What is needed
Locate the line with "Labeling rule: each instance of the bouquet" in the material. Copy that line and each one after it, through the last, exactly and with nothing else.

▼▼▼

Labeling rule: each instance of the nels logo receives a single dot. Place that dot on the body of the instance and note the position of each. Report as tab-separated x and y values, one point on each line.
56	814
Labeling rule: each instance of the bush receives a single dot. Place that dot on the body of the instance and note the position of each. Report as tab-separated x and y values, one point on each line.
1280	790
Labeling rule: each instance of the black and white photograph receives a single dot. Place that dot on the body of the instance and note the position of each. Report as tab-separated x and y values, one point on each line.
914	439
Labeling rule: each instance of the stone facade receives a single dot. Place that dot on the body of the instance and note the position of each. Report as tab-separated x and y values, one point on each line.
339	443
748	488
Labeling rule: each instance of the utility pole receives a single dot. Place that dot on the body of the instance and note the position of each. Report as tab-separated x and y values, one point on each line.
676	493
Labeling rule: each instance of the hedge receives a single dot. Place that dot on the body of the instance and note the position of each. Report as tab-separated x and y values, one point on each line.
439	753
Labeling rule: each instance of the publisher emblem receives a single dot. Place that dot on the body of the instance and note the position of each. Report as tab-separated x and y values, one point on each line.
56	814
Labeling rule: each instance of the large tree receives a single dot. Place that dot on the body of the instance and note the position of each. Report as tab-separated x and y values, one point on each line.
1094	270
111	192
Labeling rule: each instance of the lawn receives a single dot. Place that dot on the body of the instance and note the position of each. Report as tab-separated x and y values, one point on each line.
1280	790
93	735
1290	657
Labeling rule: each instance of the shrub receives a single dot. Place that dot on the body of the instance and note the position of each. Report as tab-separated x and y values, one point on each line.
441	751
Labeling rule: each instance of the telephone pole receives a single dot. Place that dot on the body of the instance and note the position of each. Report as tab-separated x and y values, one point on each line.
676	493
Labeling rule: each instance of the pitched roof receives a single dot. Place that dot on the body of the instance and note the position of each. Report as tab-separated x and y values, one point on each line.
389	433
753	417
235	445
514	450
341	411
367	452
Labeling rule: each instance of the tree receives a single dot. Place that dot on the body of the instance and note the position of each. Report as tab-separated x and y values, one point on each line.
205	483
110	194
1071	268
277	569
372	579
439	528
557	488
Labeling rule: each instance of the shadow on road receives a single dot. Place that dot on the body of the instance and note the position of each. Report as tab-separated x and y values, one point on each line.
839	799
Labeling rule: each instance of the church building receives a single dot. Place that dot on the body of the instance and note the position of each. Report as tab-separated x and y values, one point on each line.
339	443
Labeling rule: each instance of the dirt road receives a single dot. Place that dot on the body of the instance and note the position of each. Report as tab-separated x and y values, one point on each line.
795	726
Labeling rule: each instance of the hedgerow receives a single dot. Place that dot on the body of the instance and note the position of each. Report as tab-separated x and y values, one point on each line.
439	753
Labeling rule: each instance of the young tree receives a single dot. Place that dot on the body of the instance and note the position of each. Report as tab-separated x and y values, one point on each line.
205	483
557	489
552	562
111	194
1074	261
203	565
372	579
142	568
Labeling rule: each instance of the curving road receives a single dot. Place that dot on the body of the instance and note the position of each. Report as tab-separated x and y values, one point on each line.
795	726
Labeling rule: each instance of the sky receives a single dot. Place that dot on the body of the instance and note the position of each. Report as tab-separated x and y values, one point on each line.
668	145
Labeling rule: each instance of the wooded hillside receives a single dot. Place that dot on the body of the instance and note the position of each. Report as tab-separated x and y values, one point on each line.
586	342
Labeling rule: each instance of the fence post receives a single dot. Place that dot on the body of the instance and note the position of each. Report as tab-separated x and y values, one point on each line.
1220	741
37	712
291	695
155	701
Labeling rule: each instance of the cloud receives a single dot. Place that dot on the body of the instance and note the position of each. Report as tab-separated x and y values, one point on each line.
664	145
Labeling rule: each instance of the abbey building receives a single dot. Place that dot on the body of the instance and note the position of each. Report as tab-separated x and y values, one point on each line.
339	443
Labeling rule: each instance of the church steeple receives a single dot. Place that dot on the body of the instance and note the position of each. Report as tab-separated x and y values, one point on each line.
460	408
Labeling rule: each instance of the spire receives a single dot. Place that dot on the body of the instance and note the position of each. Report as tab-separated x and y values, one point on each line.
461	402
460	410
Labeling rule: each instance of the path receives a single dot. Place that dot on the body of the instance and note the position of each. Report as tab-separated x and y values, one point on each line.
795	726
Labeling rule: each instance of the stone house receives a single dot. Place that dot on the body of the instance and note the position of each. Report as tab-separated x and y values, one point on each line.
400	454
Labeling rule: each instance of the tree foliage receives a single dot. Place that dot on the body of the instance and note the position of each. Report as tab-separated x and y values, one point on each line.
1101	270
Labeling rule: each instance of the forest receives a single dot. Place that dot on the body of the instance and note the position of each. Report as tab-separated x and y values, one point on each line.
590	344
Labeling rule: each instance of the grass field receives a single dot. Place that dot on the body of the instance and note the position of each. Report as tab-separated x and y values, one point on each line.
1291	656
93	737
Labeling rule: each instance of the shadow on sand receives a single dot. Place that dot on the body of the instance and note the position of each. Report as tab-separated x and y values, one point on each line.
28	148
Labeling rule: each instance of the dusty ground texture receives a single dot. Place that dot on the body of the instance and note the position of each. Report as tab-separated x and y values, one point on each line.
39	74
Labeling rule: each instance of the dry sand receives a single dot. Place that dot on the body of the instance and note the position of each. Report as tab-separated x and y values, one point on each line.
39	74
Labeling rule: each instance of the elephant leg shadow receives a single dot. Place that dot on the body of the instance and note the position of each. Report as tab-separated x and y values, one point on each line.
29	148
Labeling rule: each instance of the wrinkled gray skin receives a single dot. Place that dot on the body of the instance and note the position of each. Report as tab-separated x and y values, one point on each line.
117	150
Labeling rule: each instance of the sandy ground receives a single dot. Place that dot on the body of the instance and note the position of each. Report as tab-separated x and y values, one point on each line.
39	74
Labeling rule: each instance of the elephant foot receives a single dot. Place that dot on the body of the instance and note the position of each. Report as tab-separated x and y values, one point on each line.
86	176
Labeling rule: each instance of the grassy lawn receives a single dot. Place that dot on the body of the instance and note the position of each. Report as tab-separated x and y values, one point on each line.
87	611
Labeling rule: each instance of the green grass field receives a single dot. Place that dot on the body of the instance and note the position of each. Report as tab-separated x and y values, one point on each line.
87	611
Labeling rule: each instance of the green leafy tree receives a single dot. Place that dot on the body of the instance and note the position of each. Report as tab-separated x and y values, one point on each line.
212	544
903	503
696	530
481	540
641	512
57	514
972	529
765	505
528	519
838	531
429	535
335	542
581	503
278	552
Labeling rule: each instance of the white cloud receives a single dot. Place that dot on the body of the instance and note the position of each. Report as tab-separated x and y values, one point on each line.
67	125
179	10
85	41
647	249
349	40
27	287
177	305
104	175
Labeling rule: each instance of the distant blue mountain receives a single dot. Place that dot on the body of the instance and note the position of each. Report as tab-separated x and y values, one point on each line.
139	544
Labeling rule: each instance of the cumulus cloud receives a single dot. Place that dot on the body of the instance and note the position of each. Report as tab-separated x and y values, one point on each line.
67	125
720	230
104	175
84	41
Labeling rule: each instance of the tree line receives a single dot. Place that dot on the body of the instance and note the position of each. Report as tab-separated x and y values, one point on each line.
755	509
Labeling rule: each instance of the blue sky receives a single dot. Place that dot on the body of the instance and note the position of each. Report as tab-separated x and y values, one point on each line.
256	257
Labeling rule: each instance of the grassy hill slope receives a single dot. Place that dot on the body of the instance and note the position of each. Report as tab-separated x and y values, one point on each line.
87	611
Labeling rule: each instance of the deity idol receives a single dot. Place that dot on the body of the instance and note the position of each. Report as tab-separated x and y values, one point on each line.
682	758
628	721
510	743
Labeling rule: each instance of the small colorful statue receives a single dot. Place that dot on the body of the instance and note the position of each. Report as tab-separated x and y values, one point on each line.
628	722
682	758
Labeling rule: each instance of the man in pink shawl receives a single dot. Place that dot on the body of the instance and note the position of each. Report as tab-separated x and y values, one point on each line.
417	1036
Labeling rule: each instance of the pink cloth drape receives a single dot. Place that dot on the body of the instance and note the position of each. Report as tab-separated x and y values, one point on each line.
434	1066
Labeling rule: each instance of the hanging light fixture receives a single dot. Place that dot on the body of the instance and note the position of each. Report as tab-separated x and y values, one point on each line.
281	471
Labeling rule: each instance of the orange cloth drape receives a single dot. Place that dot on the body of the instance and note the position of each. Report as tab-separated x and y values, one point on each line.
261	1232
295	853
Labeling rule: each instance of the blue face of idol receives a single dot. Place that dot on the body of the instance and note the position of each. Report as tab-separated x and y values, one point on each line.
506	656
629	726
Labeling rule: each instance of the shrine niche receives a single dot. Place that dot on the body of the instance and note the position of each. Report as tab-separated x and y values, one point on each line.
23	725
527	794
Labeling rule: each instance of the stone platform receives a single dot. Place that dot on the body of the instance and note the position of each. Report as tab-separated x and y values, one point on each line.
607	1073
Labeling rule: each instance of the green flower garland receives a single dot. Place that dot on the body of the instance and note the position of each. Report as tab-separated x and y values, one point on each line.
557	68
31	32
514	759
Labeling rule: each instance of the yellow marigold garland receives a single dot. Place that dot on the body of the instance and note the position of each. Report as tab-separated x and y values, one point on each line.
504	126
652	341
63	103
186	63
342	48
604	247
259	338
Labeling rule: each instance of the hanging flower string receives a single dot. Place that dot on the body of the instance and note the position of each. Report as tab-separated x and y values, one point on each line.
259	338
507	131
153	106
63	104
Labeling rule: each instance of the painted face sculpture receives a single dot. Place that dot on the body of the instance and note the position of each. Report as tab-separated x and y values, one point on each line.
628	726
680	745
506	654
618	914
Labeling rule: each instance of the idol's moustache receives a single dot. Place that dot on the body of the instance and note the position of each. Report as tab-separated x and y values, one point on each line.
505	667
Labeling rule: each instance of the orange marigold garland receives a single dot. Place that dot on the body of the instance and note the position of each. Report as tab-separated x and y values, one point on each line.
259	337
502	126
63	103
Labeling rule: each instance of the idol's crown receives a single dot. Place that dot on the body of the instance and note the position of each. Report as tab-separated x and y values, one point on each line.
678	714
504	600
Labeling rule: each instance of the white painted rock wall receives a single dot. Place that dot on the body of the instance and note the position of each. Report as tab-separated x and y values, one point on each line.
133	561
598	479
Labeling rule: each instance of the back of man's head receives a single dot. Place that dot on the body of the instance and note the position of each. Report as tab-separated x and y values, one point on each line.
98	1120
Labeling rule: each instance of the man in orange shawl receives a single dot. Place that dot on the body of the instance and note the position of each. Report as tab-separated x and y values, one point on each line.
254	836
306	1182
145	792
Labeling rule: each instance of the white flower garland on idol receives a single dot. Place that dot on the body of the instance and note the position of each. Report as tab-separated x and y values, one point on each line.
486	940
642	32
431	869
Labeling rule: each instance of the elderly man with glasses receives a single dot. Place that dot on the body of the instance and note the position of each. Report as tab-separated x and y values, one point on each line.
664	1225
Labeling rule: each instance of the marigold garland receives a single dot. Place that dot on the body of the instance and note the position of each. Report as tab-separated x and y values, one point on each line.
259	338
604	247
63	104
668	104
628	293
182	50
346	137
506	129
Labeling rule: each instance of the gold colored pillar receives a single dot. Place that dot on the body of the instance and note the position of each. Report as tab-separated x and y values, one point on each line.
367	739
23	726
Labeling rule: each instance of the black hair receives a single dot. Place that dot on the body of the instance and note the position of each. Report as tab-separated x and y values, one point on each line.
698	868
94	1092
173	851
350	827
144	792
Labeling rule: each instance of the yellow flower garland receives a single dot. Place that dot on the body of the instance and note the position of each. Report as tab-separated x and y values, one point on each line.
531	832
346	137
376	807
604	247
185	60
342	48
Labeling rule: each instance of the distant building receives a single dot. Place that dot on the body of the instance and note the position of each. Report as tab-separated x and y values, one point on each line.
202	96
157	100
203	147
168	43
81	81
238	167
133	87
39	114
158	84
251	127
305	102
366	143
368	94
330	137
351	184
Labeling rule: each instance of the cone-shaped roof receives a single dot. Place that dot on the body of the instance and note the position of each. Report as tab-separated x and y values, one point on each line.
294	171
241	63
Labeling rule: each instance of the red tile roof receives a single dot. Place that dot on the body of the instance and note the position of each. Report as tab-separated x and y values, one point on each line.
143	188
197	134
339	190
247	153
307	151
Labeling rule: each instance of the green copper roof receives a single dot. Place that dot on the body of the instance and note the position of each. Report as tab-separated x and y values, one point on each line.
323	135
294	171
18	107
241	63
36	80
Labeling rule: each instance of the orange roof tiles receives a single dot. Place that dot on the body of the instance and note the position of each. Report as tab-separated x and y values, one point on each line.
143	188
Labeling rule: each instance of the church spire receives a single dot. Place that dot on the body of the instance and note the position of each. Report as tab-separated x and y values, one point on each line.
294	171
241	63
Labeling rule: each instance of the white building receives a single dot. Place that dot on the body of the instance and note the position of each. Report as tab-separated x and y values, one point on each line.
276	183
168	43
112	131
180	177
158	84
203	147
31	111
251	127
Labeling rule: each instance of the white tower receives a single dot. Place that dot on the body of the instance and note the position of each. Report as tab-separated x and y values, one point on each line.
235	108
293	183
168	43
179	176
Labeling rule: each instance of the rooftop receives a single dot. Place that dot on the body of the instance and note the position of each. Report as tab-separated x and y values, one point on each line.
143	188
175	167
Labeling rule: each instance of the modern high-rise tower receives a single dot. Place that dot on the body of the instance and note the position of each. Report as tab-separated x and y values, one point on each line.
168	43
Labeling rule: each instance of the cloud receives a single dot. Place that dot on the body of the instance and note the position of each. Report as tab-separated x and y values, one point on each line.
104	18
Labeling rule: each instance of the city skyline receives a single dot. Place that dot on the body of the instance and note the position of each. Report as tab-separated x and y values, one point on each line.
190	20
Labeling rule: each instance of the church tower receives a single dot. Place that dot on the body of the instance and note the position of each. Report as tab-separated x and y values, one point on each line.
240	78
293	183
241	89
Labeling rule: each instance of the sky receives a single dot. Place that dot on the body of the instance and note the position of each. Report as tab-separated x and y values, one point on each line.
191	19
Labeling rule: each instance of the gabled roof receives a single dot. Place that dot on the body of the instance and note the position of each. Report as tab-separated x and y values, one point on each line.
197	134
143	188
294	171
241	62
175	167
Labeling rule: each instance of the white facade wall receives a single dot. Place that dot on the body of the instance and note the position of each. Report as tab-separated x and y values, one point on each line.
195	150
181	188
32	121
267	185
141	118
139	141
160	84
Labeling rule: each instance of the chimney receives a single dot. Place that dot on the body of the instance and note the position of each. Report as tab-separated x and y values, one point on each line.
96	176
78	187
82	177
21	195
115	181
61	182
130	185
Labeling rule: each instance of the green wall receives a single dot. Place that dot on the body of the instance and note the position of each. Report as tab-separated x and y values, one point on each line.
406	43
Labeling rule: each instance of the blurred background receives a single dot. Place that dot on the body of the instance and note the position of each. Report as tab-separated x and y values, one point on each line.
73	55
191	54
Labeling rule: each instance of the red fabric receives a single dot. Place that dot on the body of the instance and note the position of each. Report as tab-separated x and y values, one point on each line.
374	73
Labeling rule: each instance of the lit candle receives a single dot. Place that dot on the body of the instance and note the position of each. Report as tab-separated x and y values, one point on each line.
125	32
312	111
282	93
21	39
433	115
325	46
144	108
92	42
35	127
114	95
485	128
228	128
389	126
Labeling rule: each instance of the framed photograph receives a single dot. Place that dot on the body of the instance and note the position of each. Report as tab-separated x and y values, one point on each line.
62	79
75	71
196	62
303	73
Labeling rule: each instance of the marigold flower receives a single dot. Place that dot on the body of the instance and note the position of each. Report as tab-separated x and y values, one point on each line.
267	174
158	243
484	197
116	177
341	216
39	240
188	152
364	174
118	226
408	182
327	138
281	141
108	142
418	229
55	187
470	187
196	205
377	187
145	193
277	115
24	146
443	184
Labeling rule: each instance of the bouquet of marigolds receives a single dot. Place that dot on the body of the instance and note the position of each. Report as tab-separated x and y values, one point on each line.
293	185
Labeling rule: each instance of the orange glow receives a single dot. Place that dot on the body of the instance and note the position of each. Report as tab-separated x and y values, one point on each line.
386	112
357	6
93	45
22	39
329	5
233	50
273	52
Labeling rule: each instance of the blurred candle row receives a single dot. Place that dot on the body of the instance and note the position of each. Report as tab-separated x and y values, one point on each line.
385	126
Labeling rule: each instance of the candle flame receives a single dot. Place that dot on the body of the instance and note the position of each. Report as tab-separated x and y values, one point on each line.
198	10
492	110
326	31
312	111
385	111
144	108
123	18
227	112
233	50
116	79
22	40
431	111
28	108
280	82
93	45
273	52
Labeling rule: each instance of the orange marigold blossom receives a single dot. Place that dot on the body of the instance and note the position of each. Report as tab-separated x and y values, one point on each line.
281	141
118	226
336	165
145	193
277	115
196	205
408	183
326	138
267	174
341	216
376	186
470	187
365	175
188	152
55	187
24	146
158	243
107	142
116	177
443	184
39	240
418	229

▲▲▲

Answer to the task
Labeling rule: each instance of the bouquet of marigolds receives a single dot. Place that dot on the body of the instance and note the position of each. Report as tab-separated x and y values, one point on each line.
293	185
Labeling rule: each instance of the orange glow receives a single dot. Place that dot on the body of the instance and note the position of each. Report as tab-separated x and y values, one point on each line.
386	112
357	6
93	45
22	39
329	5
233	50
273	52
Labeling rule: each instance of the blurred candle row receives a single dot. Place that dot on the body of the instance and note the position of each. Report as tab-separated x and y values, one point on each line.
385	126
Labeling rule: each instance of the candle flame receives a single dot. Place that dot on the body of the instance and note the position of each. Report as tab-separated x and y values, one point on each line.
198	10
492	110
326	31
312	111
385	111
144	108
123	18
227	112
233	50
116	79
22	40
431	111
28	108
280	82
93	45
273	52
Labeling rule: each instance of the orange marigold blossom receives a single dot. Place that dot on the body of the instance and note the position of each. Report as tab-separated x and y values, one point on each line.
281	141
118	226
336	165
145	193
277	115
196	205
408	183
326	138
267	174
341	216
376	186
470	187
365	175
188	152
55	187
24	146
158	243
107	142
116	177
443	184
39	240
418	229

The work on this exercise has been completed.